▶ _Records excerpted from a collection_
>>
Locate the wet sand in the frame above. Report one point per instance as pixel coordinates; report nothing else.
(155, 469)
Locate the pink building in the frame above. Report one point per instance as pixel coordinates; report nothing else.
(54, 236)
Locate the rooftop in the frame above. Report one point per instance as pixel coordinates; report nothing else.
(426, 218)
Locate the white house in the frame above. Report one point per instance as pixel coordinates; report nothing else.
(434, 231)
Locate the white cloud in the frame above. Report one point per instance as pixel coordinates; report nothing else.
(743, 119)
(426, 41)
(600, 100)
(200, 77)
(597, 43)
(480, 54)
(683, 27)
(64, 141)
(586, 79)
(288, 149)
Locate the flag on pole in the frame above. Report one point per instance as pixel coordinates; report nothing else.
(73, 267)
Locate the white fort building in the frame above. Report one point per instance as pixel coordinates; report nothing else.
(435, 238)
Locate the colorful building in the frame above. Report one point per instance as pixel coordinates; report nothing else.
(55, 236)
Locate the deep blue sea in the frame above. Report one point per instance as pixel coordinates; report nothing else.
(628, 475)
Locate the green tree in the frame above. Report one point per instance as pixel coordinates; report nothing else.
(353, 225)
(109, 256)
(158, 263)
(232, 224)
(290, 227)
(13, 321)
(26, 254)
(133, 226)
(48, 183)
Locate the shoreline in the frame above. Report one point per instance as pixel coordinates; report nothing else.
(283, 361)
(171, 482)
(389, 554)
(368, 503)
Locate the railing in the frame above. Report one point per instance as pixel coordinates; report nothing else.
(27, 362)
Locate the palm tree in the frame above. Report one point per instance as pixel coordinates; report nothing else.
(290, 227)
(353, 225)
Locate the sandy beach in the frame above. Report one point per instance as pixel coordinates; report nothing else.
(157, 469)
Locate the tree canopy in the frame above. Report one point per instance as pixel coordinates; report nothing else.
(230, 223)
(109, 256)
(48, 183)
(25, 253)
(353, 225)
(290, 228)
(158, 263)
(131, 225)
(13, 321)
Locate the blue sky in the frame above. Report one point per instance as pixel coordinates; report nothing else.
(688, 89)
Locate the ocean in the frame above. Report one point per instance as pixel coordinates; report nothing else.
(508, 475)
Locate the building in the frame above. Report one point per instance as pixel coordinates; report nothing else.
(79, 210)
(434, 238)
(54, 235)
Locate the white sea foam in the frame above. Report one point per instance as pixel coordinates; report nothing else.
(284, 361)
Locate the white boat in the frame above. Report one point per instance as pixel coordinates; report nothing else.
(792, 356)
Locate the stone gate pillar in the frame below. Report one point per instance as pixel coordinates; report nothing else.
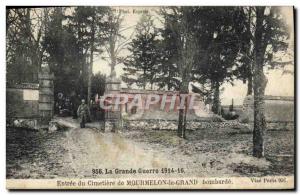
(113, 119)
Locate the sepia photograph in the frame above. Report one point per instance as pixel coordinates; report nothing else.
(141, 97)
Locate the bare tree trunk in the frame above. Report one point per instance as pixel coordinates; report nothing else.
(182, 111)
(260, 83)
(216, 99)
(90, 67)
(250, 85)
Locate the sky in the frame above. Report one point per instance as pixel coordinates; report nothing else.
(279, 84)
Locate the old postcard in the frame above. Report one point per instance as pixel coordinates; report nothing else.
<<
>>
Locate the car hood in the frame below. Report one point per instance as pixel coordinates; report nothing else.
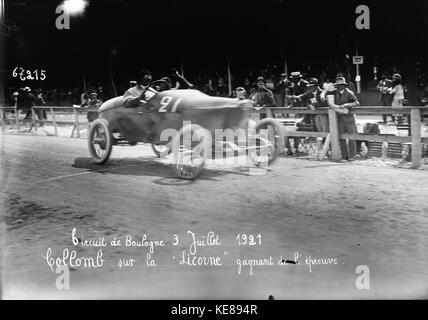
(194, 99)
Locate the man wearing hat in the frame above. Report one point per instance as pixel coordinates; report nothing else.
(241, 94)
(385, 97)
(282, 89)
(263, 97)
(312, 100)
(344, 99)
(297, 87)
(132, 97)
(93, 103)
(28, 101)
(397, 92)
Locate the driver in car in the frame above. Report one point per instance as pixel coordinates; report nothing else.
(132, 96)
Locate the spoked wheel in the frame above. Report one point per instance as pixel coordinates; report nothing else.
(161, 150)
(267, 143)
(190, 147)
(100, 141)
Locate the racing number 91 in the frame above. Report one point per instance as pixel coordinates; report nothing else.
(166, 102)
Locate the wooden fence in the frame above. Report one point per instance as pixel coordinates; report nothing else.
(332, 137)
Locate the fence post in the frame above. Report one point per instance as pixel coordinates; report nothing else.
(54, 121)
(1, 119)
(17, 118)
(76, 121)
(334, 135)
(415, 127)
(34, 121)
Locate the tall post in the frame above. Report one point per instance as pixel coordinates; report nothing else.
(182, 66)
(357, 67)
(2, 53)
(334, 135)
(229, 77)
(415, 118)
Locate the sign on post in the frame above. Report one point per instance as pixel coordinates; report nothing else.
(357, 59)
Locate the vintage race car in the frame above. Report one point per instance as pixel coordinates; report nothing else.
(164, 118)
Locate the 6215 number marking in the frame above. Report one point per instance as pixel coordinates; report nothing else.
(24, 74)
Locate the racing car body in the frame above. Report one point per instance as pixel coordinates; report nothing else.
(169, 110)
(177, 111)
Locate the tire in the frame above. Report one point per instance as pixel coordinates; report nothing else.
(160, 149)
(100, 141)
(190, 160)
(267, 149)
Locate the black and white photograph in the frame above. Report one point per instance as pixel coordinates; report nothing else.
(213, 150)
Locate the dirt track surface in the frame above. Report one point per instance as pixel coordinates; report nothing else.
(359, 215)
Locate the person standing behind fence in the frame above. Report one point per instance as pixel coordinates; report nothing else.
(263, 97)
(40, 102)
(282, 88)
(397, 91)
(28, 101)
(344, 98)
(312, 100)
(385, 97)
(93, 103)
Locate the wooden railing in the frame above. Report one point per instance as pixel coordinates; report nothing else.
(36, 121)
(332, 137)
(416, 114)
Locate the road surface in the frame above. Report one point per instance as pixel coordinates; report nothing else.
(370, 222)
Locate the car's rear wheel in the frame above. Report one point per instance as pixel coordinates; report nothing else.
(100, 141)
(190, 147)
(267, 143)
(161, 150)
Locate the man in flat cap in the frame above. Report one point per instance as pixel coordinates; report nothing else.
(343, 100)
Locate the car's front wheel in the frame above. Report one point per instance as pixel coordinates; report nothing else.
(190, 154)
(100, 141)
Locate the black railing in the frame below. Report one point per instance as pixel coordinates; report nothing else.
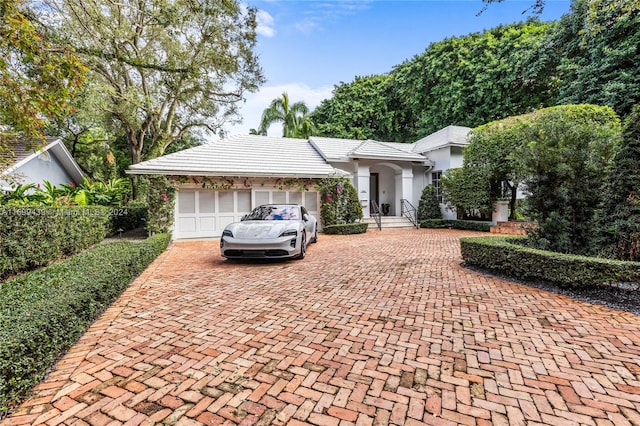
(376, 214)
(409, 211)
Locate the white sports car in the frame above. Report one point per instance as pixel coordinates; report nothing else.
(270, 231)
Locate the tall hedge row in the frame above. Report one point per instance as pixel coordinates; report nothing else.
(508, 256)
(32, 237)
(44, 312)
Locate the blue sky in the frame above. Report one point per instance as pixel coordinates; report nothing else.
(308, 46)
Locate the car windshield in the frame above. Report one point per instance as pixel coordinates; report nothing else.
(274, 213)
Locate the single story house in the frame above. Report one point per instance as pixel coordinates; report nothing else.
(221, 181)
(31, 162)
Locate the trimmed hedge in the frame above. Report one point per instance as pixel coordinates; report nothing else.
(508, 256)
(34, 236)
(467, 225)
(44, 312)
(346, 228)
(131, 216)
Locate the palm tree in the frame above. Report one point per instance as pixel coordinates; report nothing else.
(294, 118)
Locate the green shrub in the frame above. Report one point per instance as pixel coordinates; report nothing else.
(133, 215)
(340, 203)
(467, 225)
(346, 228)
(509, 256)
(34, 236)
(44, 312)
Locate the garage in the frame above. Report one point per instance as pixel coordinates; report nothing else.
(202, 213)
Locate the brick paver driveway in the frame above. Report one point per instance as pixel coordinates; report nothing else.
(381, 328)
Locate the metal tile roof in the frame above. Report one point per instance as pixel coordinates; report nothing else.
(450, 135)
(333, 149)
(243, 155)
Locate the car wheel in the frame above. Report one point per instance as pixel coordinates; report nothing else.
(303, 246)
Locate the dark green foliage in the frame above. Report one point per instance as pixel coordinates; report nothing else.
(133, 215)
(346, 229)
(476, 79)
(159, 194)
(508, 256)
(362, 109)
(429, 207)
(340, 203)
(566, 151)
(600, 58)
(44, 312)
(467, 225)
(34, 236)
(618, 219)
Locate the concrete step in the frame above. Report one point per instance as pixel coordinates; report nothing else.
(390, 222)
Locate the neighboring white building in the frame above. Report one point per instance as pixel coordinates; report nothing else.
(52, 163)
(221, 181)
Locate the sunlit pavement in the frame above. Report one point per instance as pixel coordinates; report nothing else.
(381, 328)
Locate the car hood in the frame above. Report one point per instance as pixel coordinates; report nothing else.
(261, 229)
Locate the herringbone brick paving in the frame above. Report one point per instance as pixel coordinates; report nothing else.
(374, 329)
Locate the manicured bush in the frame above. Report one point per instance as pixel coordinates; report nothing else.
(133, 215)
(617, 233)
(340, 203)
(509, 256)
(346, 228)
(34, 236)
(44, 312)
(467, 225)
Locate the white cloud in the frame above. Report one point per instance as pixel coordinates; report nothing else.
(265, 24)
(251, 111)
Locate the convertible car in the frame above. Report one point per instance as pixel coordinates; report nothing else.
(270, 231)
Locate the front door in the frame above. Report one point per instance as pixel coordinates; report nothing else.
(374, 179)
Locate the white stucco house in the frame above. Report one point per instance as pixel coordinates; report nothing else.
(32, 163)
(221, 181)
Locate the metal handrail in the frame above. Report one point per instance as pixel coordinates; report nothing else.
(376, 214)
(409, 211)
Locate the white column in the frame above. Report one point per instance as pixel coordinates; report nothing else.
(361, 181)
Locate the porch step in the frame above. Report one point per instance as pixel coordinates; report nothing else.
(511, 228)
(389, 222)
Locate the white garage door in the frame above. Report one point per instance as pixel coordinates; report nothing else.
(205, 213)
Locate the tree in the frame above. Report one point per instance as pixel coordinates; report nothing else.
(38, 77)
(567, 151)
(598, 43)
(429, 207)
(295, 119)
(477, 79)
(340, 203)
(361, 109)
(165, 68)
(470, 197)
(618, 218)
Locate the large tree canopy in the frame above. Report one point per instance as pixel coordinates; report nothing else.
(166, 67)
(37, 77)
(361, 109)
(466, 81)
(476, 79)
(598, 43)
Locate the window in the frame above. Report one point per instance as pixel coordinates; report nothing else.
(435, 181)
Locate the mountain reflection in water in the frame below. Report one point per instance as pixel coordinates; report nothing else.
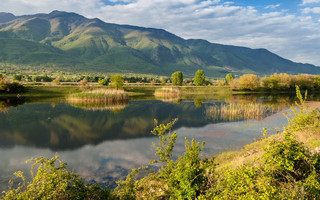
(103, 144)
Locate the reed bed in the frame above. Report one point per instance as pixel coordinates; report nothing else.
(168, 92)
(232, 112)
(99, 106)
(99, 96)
<<
>>
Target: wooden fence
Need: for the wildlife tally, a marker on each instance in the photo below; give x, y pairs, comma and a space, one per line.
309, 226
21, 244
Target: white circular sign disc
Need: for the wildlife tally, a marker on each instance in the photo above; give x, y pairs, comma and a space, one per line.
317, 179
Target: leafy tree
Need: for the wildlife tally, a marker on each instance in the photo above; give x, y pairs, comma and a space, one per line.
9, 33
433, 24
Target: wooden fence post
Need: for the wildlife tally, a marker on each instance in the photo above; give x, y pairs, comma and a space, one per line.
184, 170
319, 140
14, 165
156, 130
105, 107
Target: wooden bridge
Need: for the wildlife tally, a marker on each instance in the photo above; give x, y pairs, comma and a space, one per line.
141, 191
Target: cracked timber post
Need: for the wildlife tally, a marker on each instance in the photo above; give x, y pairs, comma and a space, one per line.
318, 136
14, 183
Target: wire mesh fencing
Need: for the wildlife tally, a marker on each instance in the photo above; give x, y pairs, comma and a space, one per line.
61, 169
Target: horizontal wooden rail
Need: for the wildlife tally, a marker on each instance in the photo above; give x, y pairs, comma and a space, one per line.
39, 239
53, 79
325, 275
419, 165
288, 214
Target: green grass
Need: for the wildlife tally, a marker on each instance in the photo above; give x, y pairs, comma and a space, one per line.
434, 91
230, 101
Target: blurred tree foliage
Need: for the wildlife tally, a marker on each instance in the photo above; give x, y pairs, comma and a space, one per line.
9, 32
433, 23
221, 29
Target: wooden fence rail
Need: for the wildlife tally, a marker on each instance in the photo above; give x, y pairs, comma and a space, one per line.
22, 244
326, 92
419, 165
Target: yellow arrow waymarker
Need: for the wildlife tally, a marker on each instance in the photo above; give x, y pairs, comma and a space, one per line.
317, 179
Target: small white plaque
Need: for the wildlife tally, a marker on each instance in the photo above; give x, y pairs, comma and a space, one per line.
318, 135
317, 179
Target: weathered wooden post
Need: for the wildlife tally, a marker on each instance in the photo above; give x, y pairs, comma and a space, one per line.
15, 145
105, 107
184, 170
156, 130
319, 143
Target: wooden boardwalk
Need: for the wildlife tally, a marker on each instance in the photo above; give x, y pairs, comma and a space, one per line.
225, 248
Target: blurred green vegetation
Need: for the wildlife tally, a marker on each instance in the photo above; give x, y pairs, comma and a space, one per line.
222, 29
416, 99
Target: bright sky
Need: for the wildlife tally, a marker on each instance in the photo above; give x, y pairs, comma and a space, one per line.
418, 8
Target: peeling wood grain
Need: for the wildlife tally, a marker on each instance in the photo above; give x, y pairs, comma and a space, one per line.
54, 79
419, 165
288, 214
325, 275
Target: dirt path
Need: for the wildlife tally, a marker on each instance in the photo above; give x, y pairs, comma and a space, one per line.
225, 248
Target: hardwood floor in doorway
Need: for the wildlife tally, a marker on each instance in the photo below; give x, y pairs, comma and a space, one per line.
<<
▶ _Your instructions_
Find every line in the records above that contains the string "blurred", and copy each of those lines.

▶ _Reply to the exercise_
Target: blurred tree foliage
Target: blurred green vegetation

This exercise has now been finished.